**SOURCE EXTRACT**:
___

Playing parrot politics
'The whole idea of a highly endangered rainforest species being considered an urban pest in Hong Kong is truly bizarre'
THERE'S LITTLE ecologists detest more than species that are artificially introduced to an ecosystem. Such 'exotic species' often imperil native flora and fauna, with disastrous consequences.
On fishing outings in Colorado in the United States, a biologist friend would reel in carp to the river banks and bludgeon them to death in the name of the endangered greenback cutthroat trout.
His was a personal piscatorial crusade but even entire nations are capable of marshalling malice. Exotics have crippled the Australian continent. Rabbits, introduced by the British in the 1800s for hunting, have become such a monumental pest that the Australian Government has introduced diseases to kill off the vermin - in which they go blind, convulse and die agonisingly slow deaths. So pervasive is the dilemma Down Under that the public has heeded the ecological war cry: it's nearly a national fixation rather than a pastime.
The toxic cane toad, introduced by farmers to eat the cane beetle which was decimating sugar crops, has so thrived at the expense of everything else that town councils organise fun-for-the-whole-family events aimed at stamping them out.
Some twisted locals try to out-do each other by devising the most ingenious method of termination. One winner put a cigarette in the toad's mouth and forced it to inhale by poking its stomach, then watched the tobacco smoke slowly distend the stomach until it exploded.
If it sounds like introduced species elicit humanity's dark side, perhaps it's because we're ultimately shocked at our own propensity to play God, to upset nature's balance formulated over millions of years.

___

**WHAT YOU WILL DO**:
Print the entire piece on introduced species above word for word, keeping every line, punctuation mark and spelling unchanged.

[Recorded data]
___

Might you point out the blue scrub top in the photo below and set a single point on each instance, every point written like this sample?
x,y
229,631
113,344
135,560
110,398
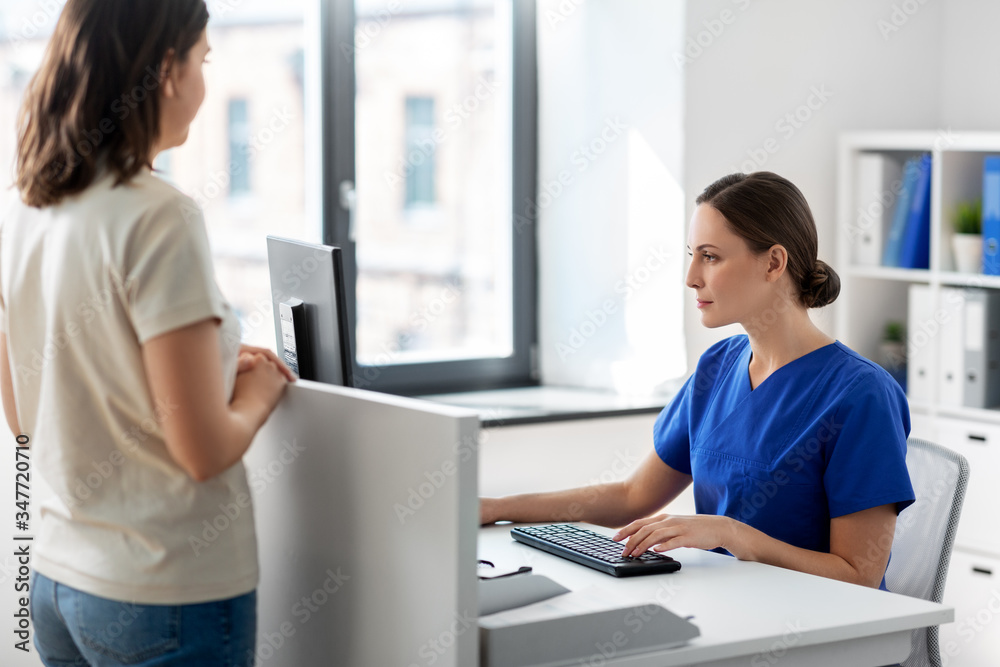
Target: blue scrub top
x,y
823,436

___

**EXERCISE RESULT**:
Playing parrot politics
'The whole idea of a highly endangered rainforest species being considered an urban pest in Hong Kong is truly bizarre'
THERE'S LITTLE ecologists detest more than species that are artificially introduced to an ecosystem. Such 'exotic species' often imperil native flora and fauna, with disastrous consequences.
On fishing outings in Colorado in the United States, a biologist friend would reel in carp to the river banks and bludgeon them to death in the name of the endangered greenback cutthroat trout.
His was a personal piscatorial crusade but even entire nations are capable of marshalling malice. Exotics have crippled the Australian continent. Rabbits, introduced by the British in the 1800s for hunting, have become such a monumental pest that the Australian Government has introduced diseases to kill off the vermin - in which they go blind, convulse and die agonisingly slow deaths. So pervasive is the dilemma Down Under that the public has heeded the ecological war cry: it's nearly a national fixation rather than a pastime.
The toxic cane toad, introduced by farmers to eat the cane beetle which was decimating sugar crops, has so thrived at the expense of everything else that town councils organise fun-for-the-whole-family events aimed at stamping them out.
Some twisted locals try to out-do each other by devising the most ingenious method of termination. One winner put a cigarette in the toad's mouth and forced it to inhale by poking its stomach, then watched the tobacco smoke slowly distend the stomach until it exploded.
If it sounds like introduced species elicit humanity's dark side, perhaps it's because we're ultimately shocked at our own propensity to play God, to upset nature's balance formulated over millions of years.